__Provided passage__
+-------+

HC Deb 03 August 1871 vol 208 cc791-802

Bill considered in Committee.

(In the Committee.)

Clause 28 (Application of 31 & 32 Vict. c. 125 to this Act.)

MR. CHARLEY

moved, in page 18, line 24, after "in," insert "section 3 of," in order to direct attention to the Interpretation Clause, where it was stated what "corrupt practices" should mean.

Amendment agreed to.

Clause, as amended, agreed to.

Election Offences.

Clause 29 (Offences with respect to voting).

MR. CHARLEY

moved, in line 31, after "or," insert— 3. Falsely and deceitfully personates or applies for a ballot paper, or assumes to vote in the name of any other person whose name appears upon the register of electors, whether such other person shall then be living or dead, or the name of such other person be the name of a fictitious person. The hon. and learned Gentleman said, a highly penal code was being drawn up, and it was important to be careful in wording this clause, which should be separated into two parts—one relating to felonies, the other to misdemeanours. Personation and forgery were intimately associated, and were made felonies by many statutes. The Vice President had said it would be too severe to visit personation with the same punishment as forgery; but a reference to Russell on Crimes would show that personation had always been regarded as an offence of the deepest dye. At an election personation was very serious, because one vote might decide the election of a Member, whose vote in that House might change the direction of legislation. Against unscrupulous persons who would resort to personation the Committee ought to protect themselves by inflicting a severe penalty.

MR. W. E. FORSTER

said, that the reason why the clause was drawn as it stood in the Bill was because the Government, while admitting that personation was a great offence, did not think it right to impose a severe punishment, for that would only result in the discouragement of prosecutions. To interfere in this case would be to raise again very wide questions with respect to election offences.

MR. CHARLEY

said, he was quite willing to insert a provision limiting the punishment to penal servitude for seven years if that would meet the view of the right hon. Gentleman.

MR. NEWDEGATE

said, the whole question of offences was a very important one, and he could see no reason for departing from the scale of punishments which existed in the present law. The difficulty of procuring detection ought neither to increase nor diminish the penalty.

Amendment negatived.

MR. CHARLEY

moved, in line 33, after "ballot paper," insert— Shall be guilty of felony, and be liable at the discretion of the Court to be kept in penal servitude for life, or for any term not less than five years, or to be imprisoned with or without hard labour for any term not exceeding two years.

MR. W. E. FORSTER

said, that the former decision should govern this question.

MR. CHARLEY

said, he would withdraw his Amendment.

Amendment, by leave, withdrawn.

MR. GOLDNEY

moved, in page 18, line 34, leave out sub-sections 4 and 5, which provided penalties for the offence of endeavouring to secure the identification of voters. He considered the loss of the vote quite sufficient penalty for the publicity; and the voter should be encouraged to vote rather than frightened from the poll by an accumulation of penalties.

LORD JOHN MANNERS

observed, that now that the right hon. Gentleman proposed to omit Clause 30 an elector would escape without punishment if he committed an offence for which a non-elector would be liable to two years' imprisonment.

+-------+

__Brief a__
Pick out every line in the listing that contains the word "window", copying each one unchanged.
The debate transcript and the listing come from unrelated sources.

__Given data__

+-------+

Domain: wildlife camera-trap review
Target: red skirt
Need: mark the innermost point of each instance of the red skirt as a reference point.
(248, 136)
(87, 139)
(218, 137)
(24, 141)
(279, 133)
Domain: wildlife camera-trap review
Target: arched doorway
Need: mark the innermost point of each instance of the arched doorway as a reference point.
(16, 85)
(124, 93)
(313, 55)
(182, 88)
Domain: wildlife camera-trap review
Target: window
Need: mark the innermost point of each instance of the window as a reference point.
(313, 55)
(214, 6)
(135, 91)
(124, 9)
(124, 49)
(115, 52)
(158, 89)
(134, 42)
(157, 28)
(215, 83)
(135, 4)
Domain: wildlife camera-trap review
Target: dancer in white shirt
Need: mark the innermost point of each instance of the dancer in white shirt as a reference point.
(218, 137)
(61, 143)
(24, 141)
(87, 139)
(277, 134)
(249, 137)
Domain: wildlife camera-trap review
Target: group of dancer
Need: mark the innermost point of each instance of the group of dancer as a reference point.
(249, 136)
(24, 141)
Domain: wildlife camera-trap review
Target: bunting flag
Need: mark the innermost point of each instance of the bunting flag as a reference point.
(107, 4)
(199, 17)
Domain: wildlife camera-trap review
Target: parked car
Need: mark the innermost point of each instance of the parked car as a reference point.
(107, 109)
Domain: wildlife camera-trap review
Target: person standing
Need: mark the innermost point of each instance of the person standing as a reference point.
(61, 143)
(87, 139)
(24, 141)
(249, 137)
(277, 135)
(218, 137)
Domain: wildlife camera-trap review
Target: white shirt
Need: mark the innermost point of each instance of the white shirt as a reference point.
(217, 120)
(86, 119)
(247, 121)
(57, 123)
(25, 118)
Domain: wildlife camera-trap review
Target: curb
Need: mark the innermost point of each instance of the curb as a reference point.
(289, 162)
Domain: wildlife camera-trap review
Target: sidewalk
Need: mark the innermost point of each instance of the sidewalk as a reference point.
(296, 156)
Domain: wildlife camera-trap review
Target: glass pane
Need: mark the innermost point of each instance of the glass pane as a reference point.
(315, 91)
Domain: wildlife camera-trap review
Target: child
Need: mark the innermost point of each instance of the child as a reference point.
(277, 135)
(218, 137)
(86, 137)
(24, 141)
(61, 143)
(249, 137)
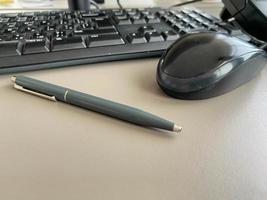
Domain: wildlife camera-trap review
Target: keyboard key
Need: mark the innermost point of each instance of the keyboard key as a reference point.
(60, 44)
(152, 19)
(170, 35)
(32, 46)
(125, 22)
(138, 21)
(146, 29)
(105, 23)
(154, 37)
(96, 31)
(105, 40)
(8, 48)
(136, 38)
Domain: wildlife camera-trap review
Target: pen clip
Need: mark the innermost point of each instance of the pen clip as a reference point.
(51, 98)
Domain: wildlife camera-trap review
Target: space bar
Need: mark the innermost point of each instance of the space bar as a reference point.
(105, 40)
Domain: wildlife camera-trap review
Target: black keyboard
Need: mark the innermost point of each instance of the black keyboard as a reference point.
(41, 40)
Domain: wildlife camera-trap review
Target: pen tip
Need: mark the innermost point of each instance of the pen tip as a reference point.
(13, 78)
(177, 128)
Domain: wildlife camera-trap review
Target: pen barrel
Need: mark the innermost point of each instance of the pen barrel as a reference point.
(97, 104)
(116, 110)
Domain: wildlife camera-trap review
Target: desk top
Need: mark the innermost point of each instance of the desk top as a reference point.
(57, 151)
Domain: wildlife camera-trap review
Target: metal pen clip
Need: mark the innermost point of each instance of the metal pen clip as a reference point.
(18, 87)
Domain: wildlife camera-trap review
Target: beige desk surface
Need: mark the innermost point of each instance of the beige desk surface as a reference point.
(53, 151)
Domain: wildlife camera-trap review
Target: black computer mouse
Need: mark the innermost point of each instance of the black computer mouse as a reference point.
(208, 64)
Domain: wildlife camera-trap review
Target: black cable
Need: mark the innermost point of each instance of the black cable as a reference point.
(119, 4)
(185, 3)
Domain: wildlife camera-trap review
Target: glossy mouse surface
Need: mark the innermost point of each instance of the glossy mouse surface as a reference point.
(208, 64)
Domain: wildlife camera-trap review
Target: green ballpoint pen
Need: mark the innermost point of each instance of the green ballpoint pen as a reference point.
(100, 105)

+-------+

__Brief b__
Reproduce the debate transcript verbatim, covering everything from "said, the whole" down to "diminish the penalty.".

__Finished answer a__
Target: window
Need: mark the innermost point of each instance of the window as a reference point.

__Finished answer b__
said, the whole question of offences was a very important one, and he could see no reason for departing from the scale of punishments which existed in the present law. The difficulty of procuring detection ought neither to increase nor diminish the penalty.